Pourquoi nos plaintes s’accumulent-elles en commissariat ? 

Commissariat central de Police du XIIe arrondissement de Paris | Capture d’écran sur Google maps

La police judiciaire, responsable de mener à bien les enquêtes de ceux qui portent plainte, traverse une crise sans précédent. Entre manque de moyens, revendication de simplification pénale, et perte de sens, le métier d’enquêteur n’attire plus, alors que le nombre de plaintes déposées chaque année augmente. 

2,6 millions, c’était le nombre de procédures non clôturées en 2021 selon un rapport de la Cour des comptes. Un nombre « en constante augmentation » qui symbolise la crise que traverse la police judiciaire. « Des tiroirs qui dégueulent », « des piles de dossiers qui grimpent au mur », les enquêteurs ne manquent pas de métaphores pour décrire leurs bureaux, et peinent à rattraper le retard accumulé.

EXERCICES PROPOSÉS ▸
a) D’après l’article sur les plaintes en commissariat, les affirmations suivantes sont-elles exactes ? Répondez par oui ou par non en citant les mots qui tranchent. (i) Un rapport de la Cour des comptes compte 2,6 millions de procédures non clôturées en 2021. (ii) Le nombre de plaintes déposées chaque année baisse. (iii) Le métier d’enquêteur attire de plus en plus de monde.
b) Poursuivez l’article sur les plaintes en commissariat après sa dernière phrase.

SUPPORTS PRÉSENTÉS ▸

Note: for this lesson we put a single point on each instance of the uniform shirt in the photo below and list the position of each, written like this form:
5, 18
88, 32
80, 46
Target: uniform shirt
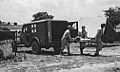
67, 35
99, 35
83, 34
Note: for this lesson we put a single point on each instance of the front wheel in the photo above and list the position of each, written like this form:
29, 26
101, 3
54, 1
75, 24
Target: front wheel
35, 47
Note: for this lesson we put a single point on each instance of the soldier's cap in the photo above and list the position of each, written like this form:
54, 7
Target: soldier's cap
103, 25
83, 26
69, 26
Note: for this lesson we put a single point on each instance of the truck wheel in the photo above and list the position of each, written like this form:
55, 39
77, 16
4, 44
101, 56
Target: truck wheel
57, 50
35, 47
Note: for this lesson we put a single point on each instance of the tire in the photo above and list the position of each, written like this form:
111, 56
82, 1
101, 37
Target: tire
35, 47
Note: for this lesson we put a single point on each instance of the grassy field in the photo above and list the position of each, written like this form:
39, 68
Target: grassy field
46, 61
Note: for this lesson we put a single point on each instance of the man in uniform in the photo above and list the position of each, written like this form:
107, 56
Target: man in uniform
98, 39
83, 35
66, 40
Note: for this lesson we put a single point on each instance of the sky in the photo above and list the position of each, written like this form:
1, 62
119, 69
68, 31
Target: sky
21, 11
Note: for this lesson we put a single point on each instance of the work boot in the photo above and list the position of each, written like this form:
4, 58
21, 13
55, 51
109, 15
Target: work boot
97, 54
81, 50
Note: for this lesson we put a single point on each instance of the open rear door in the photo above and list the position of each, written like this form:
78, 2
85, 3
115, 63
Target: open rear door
74, 32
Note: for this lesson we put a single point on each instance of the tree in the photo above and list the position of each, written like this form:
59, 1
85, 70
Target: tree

RÉPONSES SUCCESSIVES ▸
a)
(i) Oui : « 2,6 millions, c’était le nombre de procédures non clôturées en 2021 selon un rapport de la Cour des comptes ».
(ii) Non : « le nombre de plaintes déposées chaque année augmente ».
(iii) Non : « le métier d’enquêteur n’attire plus ».

b)
Conséquence pour les citoyens, des délais de traitement allongés, des classements sans suite, et un taux d’élucidation des affaires en baisse. On entend par élucidation non pas le jugement, mais la capacité de l’enquête à mettre un nom sur l’auteur des faits. Selon un rapport du ministère de l’Intérieur d’avril 2024, ce taux a globalement baissé entre 2017 et 2022. Le taux de résolution des homicides a baissé de 12 points, comme celui des violences sexuelles, qui perd 8 points. 

« Plus de dossiers qui rentrent que de dossiers qui sortent » 

« A Toulouse, nous avons 50 000 dossiers en attente, pour 350 fonctionnaires, affirme Mourgues Joffrey, référent investigation du syndicat Alliance en Haute-Garonne, et surtout, on a plus de dossiers qui rentrent que de dossiers qui sortent. » Sur les 23 000 bureaux de policiers chargés de mener à bien ces enquêtes, plusieurs centaines de dossiers en cours, peu importe où ils travaillent en France. 

Pour Laurent Vitillo, qui occupe le même poste en Nouvelle-Aquitaine, cette accumulation vient surtout d’une augmentation du nombre de plaintes déposées. « Sur les violences sexuelles, on a facilité la prise de plainte, mais on a pas augmenté la capacité de les traiter ensuite. » En effet, selon le service statistique ministériel de la sécurité intérieure (SSMSI), 84 000 victimes de violences sexuelles ont été recensées en 2023, un chiffre en augmentation en moyenne de 11% par an depuis 2017.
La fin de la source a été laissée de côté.